Everything in the records must be copied exactly except the pictures.

|---|

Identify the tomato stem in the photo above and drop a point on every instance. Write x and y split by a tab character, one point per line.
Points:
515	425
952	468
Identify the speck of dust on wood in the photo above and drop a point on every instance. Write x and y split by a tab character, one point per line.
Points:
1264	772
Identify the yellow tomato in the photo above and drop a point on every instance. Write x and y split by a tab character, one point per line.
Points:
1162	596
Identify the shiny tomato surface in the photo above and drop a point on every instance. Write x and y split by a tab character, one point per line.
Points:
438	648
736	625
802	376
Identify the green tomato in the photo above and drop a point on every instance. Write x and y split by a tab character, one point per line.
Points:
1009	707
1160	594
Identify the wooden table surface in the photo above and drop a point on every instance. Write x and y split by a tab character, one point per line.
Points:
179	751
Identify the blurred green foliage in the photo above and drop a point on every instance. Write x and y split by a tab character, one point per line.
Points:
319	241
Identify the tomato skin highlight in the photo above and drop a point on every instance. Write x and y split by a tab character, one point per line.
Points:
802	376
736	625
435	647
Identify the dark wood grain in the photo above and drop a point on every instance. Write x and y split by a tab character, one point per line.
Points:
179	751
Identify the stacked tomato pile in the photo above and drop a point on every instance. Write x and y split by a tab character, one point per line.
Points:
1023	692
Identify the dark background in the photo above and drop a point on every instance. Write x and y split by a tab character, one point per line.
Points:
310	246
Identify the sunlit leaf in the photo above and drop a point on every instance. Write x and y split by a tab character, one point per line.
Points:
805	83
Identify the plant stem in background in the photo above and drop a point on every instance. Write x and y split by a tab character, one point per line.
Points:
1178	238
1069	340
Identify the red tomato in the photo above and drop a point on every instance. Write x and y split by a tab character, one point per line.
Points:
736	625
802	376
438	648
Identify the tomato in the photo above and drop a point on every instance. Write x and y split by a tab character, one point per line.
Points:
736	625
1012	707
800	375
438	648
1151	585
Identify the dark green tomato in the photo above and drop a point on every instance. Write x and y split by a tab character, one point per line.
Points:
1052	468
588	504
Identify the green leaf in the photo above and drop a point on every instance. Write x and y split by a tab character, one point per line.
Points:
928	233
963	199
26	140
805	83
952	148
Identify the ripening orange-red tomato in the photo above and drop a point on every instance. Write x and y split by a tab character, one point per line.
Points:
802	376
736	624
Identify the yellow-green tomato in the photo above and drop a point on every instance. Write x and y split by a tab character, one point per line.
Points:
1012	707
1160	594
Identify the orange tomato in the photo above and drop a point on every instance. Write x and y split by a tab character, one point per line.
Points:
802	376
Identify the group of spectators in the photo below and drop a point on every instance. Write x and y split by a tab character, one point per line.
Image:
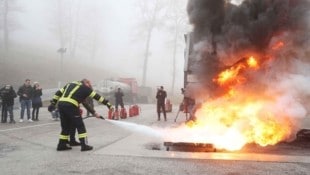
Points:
29	97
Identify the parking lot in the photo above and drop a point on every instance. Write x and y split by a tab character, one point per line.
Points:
128	146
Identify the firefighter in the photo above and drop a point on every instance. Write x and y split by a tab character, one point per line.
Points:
119	98
68	99
161	97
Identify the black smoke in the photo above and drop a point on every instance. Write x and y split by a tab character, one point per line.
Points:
224	33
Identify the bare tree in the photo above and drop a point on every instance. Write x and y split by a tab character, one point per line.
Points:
150	14
8	23
177	23
91	29
66	26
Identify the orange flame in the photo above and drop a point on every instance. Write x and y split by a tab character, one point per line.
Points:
239	117
278	45
235	124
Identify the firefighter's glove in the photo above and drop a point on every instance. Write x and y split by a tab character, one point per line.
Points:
51	107
109	105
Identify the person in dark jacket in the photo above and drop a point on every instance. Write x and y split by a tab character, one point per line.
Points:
25	94
119	98
36	101
161	97
7	94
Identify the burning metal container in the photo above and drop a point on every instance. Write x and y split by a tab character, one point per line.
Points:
189	147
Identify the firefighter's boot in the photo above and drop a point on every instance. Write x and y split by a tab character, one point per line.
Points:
63	145
74	143
84	146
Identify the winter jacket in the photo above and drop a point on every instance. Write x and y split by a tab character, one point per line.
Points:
36	98
28	90
8	94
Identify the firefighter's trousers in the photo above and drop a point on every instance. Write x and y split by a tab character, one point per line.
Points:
69	117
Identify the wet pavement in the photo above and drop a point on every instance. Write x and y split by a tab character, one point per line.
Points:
122	148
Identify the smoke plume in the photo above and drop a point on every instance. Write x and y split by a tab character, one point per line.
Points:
225	33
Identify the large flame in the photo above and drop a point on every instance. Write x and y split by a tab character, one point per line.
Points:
240	116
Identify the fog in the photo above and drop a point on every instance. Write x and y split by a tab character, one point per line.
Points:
103	38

|---|

### Problem solution
Identify the tomato stem in the photo above and drop a point on every instance. Write x and y split by a tab character, one point per line.
Points:
515	425
952	468
Identify the speck of dust on wood in the photo above and drop a point on every instance. Write x and y split by a tab character, one point per line.
Points:
1264	772
Identify the yellow tomato in the photo above and drop a point on every instance. Write x and y split by a tab character, one point per line.
Points:
1162	596
Identify the shiny tomato surface in the photo above and drop a point on every instance. Write x and y split by a tab character, one point per line.
Points:
438	648
736	625
802	376
Identify the green tomato in the photo above and drop a point on every instance. Write x and y split by a tab character, one point per line.
Points:
1009	707
1160	594
Identify the wooden table surface in the photo above and drop a point on every instance. Write x and y split by a tab character, one point per line.
Points:
179	751
Identify the blurred green foliage in the photo above and drop a point on every instance. Write x and y split by a tab character, one point per line.
Points:
319	241
Identify the tomato skin highlight in the photo above and drop a point on every instance. Write x and y split by a tab character, one point per line.
Points:
802	376
736	625
435	647
Identify the dark wood grain in the photo above and drop a point on every instance. Write x and y split by a tab character, one point per line.
Points:
179	751
Identify the stacked tomato pile in the photo above and drop a point on every instance. Write x and y split by a tab character, one point per line.
Points:
1023	692
Identify the dark background in the photo above and drop a point on every instance. Write x and y split by a tab character, one point per line.
Points:
310	246
Identify the sunlit leaf in the photo above and drop a point on every instance. Write x and y split by a tab character, one point per line.
Points:
805	83
Identify the plant stem in background in the photo above and drop a point on every instance. Write x and y split by a tab character, one point per line.
Points:
1178	238
1069	340
Identify the red tomato in the photo above and drop a point on every instance. Write x and y split by a tab character, one point per line.
Points:
736	625
802	376
438	648
Identify the tomato in the photo above and drop a point on every instance. Write x and y split by a tab character, one point per line.
Points:
736	625
1012	707
800	375
438	648
1151	585
Identify the dark green tomato in the photo above and drop a point on every instance. Write x and y split by a tab character, one point per line.
Points:
1052	468
588	504
Identify the green leaf in the photo above and drop a point on every instance. Write x and y split by a tab character, one point per line.
Points:
928	233
963	199
26	140
805	83
952	148
Identify the ripening orange-red tomato in the photo above and drop a point on every instance. Write x and y split by a tab character, one point per line.
Points:
802	376
736	624
Identify the yellow-green tomato in the photo above and drop a point on every instance. Write x and y split by a tab character, one point per line.
Points:
1012	707
1160	594
Identify the orange tomato in the photo above and drop a point on every instance. Write x and y split by a tab character, one point per line.
Points:
802	376
Identify the group of spectators in the photo below and drop a point on every instance. Write x and y split by a tab character, one point per line.
Image:
Points:
29	97
Identify the parking lot in the photo above and drop a point on every instance. Write x and y split by a tab character, one point per line.
Points:
128	146
Identify the firefighter in the photo above and drop a point on every instance. Write x and y split by a tab character, one point per line.
Points:
119	98
68	99
161	97
Identify the black smoke in the photo above and drop a point on every instance. Write x and y split by a tab character, one point per line.
Points:
224	33
Identify the bare tree in the photo above and drop a point on every instance. Write x and y split by a tab character, one point per line.
Points:
150	14
8	23
177	23
91	29
66	26
Identify the orange flame in the photo above and drop a point on every instance. Write x and y split by a tab character, one point per line.
Points:
239	117
278	45
235	124
Identify the firefighter's glove in the photo above and drop a point on every instance. Write x and y split by a tab character, one point per line.
Points:
51	107
109	105
Identify the person in dark jacket in the photo above and drop a point on every instance. Write x and y split by a tab character, one point per line.
Points:
25	94
119	98
36	101
161	97
7	94
Identify the burning metal container in the photo above and drop a point on every instance. Write x and y split by a tab character, one point per line.
Points:
189	147
Identify the firefighter's boot in the photo above and drop a point on every instance. Write x and y split by a tab character, one point per line.
Points:
63	145
74	143
84	146
Identify the winter jacket in the photo above and drop a point on every instance. Write x and y split by a tab character, one point per line.
Points:
36	98
28	90
8	94
Identify the firefighter's trousers in the photo above and drop a point on every instance. Write x and y split by a tab character, one point per line.
Points:
69	117
Identify the wet pavement in the photo above and drop a point on every instance. Write x and y split by a tab character, one point per line.
Points:
122	148
Identify the smoke plume in the photo above and drop a point on every instance. Write x and y split by a tab character, one point per line.
Points:
225	33
Identify the large flame in the photo above and drop a point on every instance. Write x and y split by a tab character, one point per line.
Points:
240	116
Identify the fog in the photo above and drop a point on every instance. Write x and y split by a tab character, one point per line.
Points:
103	38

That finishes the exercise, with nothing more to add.